Stored data —
#####

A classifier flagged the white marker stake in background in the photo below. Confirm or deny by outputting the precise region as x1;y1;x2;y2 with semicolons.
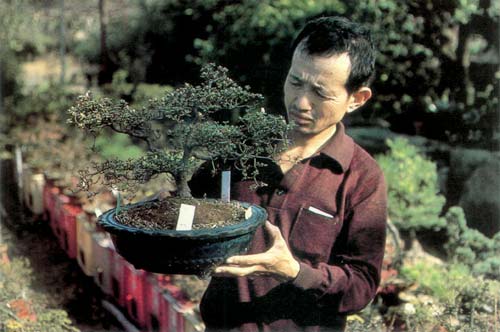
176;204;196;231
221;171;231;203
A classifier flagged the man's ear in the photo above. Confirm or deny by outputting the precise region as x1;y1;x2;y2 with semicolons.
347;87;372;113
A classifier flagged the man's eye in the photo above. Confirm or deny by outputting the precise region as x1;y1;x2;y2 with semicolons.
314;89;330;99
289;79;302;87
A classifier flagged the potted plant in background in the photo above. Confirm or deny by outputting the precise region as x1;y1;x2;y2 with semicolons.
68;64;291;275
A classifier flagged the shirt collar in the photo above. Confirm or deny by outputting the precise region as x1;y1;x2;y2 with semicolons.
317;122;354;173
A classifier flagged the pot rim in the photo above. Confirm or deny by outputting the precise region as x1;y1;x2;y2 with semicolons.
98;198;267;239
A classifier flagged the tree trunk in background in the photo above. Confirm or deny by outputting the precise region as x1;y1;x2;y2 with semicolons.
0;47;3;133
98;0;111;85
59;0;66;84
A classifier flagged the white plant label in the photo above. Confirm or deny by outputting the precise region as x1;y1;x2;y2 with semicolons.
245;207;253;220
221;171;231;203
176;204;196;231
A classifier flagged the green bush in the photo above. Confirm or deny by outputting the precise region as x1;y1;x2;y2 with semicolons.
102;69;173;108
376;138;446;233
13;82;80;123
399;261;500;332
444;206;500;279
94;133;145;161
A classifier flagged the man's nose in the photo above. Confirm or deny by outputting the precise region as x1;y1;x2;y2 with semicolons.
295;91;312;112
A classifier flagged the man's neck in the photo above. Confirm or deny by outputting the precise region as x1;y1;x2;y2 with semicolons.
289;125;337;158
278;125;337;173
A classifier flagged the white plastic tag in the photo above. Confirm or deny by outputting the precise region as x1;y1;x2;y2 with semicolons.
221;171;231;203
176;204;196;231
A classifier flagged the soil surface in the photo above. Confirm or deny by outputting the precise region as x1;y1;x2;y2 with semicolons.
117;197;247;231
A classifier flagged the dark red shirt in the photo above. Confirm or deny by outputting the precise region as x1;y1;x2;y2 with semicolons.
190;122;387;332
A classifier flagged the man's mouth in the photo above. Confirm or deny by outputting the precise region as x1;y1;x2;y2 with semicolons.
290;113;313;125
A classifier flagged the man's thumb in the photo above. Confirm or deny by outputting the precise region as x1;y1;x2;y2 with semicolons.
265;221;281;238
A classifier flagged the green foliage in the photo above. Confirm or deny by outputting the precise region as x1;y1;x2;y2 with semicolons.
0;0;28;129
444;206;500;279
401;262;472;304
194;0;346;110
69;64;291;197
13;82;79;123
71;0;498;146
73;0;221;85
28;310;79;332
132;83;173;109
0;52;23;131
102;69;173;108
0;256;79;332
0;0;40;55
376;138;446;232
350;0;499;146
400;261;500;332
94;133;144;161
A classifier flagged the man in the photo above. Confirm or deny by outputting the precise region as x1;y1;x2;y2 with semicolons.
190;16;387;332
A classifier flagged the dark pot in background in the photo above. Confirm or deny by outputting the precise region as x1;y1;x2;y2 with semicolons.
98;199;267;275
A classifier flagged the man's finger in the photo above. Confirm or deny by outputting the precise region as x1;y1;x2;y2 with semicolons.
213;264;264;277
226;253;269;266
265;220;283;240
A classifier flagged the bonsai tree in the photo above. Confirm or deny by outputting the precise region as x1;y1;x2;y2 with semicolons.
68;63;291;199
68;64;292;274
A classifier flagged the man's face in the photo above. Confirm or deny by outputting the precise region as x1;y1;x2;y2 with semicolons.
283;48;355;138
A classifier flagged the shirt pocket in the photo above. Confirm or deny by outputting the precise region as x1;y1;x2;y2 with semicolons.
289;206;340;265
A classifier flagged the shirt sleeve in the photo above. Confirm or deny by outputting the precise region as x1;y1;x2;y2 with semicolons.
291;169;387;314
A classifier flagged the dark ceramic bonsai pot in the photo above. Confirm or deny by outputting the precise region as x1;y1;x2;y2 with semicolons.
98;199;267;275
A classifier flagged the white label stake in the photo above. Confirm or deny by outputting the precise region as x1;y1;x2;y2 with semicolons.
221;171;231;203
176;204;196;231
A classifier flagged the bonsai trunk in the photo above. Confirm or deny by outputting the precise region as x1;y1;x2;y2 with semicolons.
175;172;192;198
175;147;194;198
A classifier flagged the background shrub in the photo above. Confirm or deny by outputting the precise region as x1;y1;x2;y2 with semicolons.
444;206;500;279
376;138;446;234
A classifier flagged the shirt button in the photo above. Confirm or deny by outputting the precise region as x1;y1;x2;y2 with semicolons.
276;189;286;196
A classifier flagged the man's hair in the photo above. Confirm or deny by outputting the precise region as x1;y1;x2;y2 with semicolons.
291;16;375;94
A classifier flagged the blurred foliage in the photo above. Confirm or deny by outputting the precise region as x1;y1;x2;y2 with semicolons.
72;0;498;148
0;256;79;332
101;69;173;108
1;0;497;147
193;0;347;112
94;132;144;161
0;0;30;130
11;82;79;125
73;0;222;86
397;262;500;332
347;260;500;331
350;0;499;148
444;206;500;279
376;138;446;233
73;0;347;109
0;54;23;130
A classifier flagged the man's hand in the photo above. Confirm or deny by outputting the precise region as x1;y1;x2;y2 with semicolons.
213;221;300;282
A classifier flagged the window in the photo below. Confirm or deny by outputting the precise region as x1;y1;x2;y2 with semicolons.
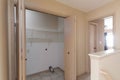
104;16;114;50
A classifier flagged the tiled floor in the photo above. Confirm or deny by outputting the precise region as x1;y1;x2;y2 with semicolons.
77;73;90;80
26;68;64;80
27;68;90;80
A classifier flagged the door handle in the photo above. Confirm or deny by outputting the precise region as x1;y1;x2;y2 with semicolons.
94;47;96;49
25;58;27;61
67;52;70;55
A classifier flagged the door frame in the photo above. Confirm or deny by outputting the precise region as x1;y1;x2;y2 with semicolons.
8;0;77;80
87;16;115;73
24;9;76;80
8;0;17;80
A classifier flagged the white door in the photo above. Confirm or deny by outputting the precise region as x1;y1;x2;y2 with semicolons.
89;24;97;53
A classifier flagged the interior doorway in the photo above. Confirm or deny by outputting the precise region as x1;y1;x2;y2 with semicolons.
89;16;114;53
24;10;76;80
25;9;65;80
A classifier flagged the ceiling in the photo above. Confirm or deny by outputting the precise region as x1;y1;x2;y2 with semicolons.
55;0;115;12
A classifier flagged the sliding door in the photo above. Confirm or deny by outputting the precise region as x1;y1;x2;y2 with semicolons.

#####

Prompt — Keep every word of the records above exactly, and return them with no pictures.

Result below —
A classifier flagged the white marker stake in background in the photo below. Confirm or deny by outputting the precise region as x1;y1;x2;y2 with semicolons.
176;204;196;231
221;171;231;203
A classifier flagged the man's ear in the photo above. Confirm or deny by outputting the precise region as x1;y1;x2;y2 with semicolons.
347;87;372;113
A classifier flagged the man's eye in the photo above. Confirm or deny by outputting the precise region as x1;y1;x2;y2 with semicolons.
314;89;330;99
289;79;302;87
A classifier flagged the potted plant in background in the photo above. Confirm or deny by outputting the precise region as x1;y1;x2;y2 with semicolons.
68;64;291;275
A classifier flagged the shirt collar in the photo above. Confirm or deny by outputting the precise region as x1;y1;x2;y2 with semicolons.
317;122;354;173
A classifier flagged the pot rim in the photo above. Confirm or deny by outputting the precise region as x1;y1;x2;y2 with semicolons.
98;198;267;239
A classifier flagged the tree trunk in background in the photo above. Confirm or deny by outputting the precise region as x1;y1;x2;y2 with semicolons.
0;47;3;133
98;0;111;85
59;0;66;84
A classifier flagged the white plant label in the photo above. Confirm or deny by outputting the precise region as x1;y1;x2;y2 with semicolons.
245;207;253;220
221;171;231;203
176;204;196;231
A classifier flagged the green bush in the photo above. Confirm or deny by outputting the precise region as x1;y1;x2;y2 with semicolons.
102;69;173;108
376;138;446;233
13;82;80;123
399;261;500;332
444;206;500;279
94;133;145;161
A classifier flagged the man's nose in the photo above. Confirm or deny by outputting the precise region as x1;y1;x2;y2 with semicolons.
295;91;312;112
A classifier flagged the man's neck in the photo above. Confirm or deny by outputting the precise region as x1;y1;x2;y2 with semicolons.
289;125;337;158
278;125;337;173
A classifier flagged the white plastic tag in the photo above. Confirm or deny by outputting the precise region as x1;y1;x2;y2 with semicolons.
221;171;231;203
176;204;196;231
A classifier flagged the soil surface in the photo above. Confirm or deny by outputting the precise region as x1;y1;x2;y2 with semicolons.
117;197;247;231
A classifier flagged the dark red shirt in the photo above. Confirm or deny by outputting the precise region as x1;y1;x2;y2 with semicolons.
190;122;387;332
A classifier flagged the man's mouth in the photo above. Confirm or deny by outputting the precise region as x1;y1;x2;y2 with semicolons.
290;113;313;125
A classifier flagged the man's thumb in the photo above. Confirm or deny by outputting the precise region as x1;y1;x2;y2 with semicolons.
265;221;281;238
A classifier flagged the green foliage in the photo above. Confirm or deny by outputting the precise region as x1;y1;x2;y2 with semicolons.
0;0;28;129
444;206;500;279
401;262;472;304
194;0;346;110
69;64;291;197
13;82;79;123
71;0;498;146
73;0;221;85
28;310;79;332
132;83;173;109
0;52;23;131
102;69;173;108
0;256;79;332
0;0;40;55
376;138;446;232
350;0;499;146
400;261;500;332
94;133;144;161
A classifier flagged the man in the photo above. Confirm or deny by outputting the precise region as x1;y1;x2;y2 with semicolons.
190;16;387;332
A classifier flagged the dark pot in background in the photo above. Confirm or deny by outputting the precise region as x1;y1;x2;y2 with semicolons.
98;199;267;275
A classifier flagged the man's finger in the photo above. Confirm or deny by outputting the precise region as x1;y1;x2;y2 with semicolons.
213;264;264;277
226;253;269;266
265;220;283;240
A classifier flagged the bonsai tree in the photo above. Confirm or deny by outputting the precise region as x1;y1;x2;y2 with semicolons.
68;63;291;199
68;64;292;274
A classifier flagged the man's face in the photo above. Confirm or deny by outputting the precise region as x1;y1;x2;y2 with semicolons.
283;48;355;138
A classifier flagged the shirt pocket in the photo above. Confirm or deny by outputting the precise region as x1;y1;x2;y2 with semicolons.
289;206;340;265
A classifier flagged the shirt sleeve in the photo above. Confirm or deny by outputting the precise region as x1;y1;x2;y2 with semicolons.
291;169;387;314
A classifier flagged the dark ceramic bonsai pot in the photo above. Confirm or deny by outputting the precise region as x1;y1;x2;y2 with semicolons.
98;199;267;275
A classifier flagged the white label stake in the photo above. Confirm or deny by outputting the precise region as x1;y1;x2;y2 with semicolons.
221;171;231;203
176;204;196;231
A classifier flagged the bonsai trunk in the photo above. Confirm or deny by outputting the precise region as x1;y1;x2;y2 with semicolons.
175;172;192;198
175;147;194;198
A classifier flagged the background shrub in the photo above. Confirm or deny by outputting the precise region as x1;y1;x2;y2 with semicolons.
444;206;500;279
376;138;446;234
A classifier flagged the shirt button in the photo above. Confirm or deny by outputting the precise region as x1;y1;x2;y2 with semicolons.
276;189;286;196
A classifier flagged the man's hair in the photo above. Confirm or deny by outputting the precise region as x1;y1;x2;y2 with semicolons.
291;16;375;94
A classifier flagged the blurred foliage in the photo above. Confirm or deny by outputting the precise region as x1;y1;x2;y2 with semicolons.
72;0;498;148
0;256;79;332
101;69;173;108
1;0;497;147
193;0;347;112
94;132;144;161
0;0;30;130
11;82;79;125
73;0;222;86
397;262;500;332
347;260;500;331
350;0;499;148
444;206;500;279
376;138;446;233
73;0;347;109
0;54;23;130
A classifier flagged the man's hand in the photo above. Confirm or deny by outputting the precise region as x1;y1;x2;y2 with semicolons.
213;221;300;282
A classifier flagged the window in the photo below. Confirm or deny by outputting the precise region as x1;y1;x2;y2 with semicolons.
104;16;114;50
A classifier flagged the tiled floor in the photo above. Confirm or deny by outputting the precise region as x1;y1;x2;y2 with semicolons.
77;73;90;80
26;68;64;80
27;68;90;80
A classifier flagged the door handle in the photo above. Confirm or deny by outputting the precise region as x1;y1;x2;y2 with semicolons.
94;47;96;49
25;58;27;61
67;52;70;55
A classifier flagged the door frame in the photo above. Confirm or deny by outputting the precise region as x1;y1;x2;y2 with semicolons.
8;0;77;80
87;16;115;73
24;9;76;80
8;0;17;80
A classifier flagged the white door in the photo above. Confirm or deny by outputting the precise region as x1;y1;x2;y2 with semicolons.
89;24;97;53
A classifier flagged the interior doorway in the photo above. Confirm or deny by outputting the precise region as x1;y1;x2;y2 with semicolons.
89;16;114;53
24;10;76;80
25;9;65;80
A classifier flagged the ceiling in the photo above. Confirm or deny by outputting the precise region as x1;y1;x2;y2 with semicolons.
55;0;115;12
A classifier flagged the sliding door in the photo above. Confirm or deny by outputting the precise region as x1;y1;x2;y2 with semicolons.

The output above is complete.